Instructions to follow: Can you turn the lines below into a two-column CSV headed text and answer, with one row per task line? Put the task wording and its answer each in a single quoted field, replacing any line breaks with spaces.

** Begin Material provided **

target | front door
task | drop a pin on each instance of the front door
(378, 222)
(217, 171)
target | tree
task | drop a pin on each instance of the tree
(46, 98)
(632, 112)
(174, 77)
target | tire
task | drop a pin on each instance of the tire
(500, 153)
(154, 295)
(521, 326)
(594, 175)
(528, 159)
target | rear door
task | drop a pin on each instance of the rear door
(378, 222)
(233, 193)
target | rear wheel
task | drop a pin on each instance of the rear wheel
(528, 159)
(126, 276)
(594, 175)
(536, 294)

** End Material provided **

Full answer:
text,answer
"target | front door task | drop a pin on each instance of the front door","(378, 222) (217, 171)"
"target | tree task | drop a pin on each instance of the tree","(46, 98) (632, 112) (174, 77)"
"target | tire task | drop a pin on each instance of the tire","(500, 153) (154, 295) (521, 326) (594, 175) (528, 159)"
"target | rear door task | drop a pin on each instance of the rear door","(378, 222) (233, 193)"
"target | rear wheel task | drop a pin on each instance of the rear wheel","(528, 159) (126, 276) (594, 175) (536, 294)"